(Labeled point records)
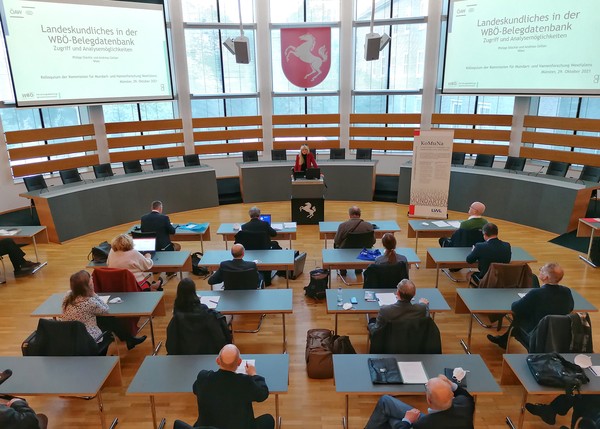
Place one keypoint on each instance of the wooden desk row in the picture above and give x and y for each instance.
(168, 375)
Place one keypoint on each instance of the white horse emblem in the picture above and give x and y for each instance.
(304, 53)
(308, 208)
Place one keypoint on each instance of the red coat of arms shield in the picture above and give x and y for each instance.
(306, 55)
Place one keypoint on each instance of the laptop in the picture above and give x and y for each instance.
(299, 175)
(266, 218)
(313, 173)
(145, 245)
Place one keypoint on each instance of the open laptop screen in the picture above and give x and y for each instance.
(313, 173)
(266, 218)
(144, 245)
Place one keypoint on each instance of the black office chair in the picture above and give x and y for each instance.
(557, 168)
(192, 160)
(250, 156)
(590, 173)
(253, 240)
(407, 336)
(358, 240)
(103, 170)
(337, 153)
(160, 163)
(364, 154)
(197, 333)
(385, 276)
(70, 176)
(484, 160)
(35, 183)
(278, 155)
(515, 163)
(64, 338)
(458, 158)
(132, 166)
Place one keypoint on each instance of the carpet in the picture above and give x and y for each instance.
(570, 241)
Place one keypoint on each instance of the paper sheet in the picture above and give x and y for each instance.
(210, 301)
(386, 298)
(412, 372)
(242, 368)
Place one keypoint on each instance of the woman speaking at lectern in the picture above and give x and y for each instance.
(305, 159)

PROBLEM REQUIREMENTS: Copy out all of the data above word for word, leaving out the pictures.

ANSWER IN FULL:
Place one keypoint on each instance of the wooden desk row in the picture above and give x and y for each instance.
(168, 375)
Place one keypoint on each instance of the white horse emblem in the picture above and give x and y for each instance.
(304, 53)
(308, 208)
Place one keypoint on each instance of the red coat of arms shield in the picture above and give x and y for each instance.
(306, 55)
Place one keypoint on each instance of the laptop in the picture above and give x and y for each instance.
(299, 175)
(266, 218)
(313, 173)
(145, 245)
Place one keypoint on each instance of the open laptop screen in the picture above and give x and y for each instance.
(313, 173)
(266, 218)
(144, 245)
Place one keypoint on each instance of the black office chair in the picture above and give x and y for each instance.
(557, 168)
(192, 160)
(250, 156)
(590, 173)
(253, 240)
(407, 336)
(358, 240)
(103, 170)
(337, 153)
(160, 163)
(364, 154)
(197, 333)
(385, 276)
(70, 176)
(484, 160)
(35, 183)
(278, 155)
(515, 163)
(64, 338)
(458, 158)
(132, 166)
Place one keypoint on each instance of the carpet in the picture above and give x and y for each instance.
(570, 241)
Place one keypoint on each instance of the paper sheet in the picture above and give x and y for each instance.
(210, 301)
(386, 298)
(412, 372)
(242, 368)
Place one keypoint on each instance of the woman speaking at lectern in the picture above and give x and y for each instance.
(305, 159)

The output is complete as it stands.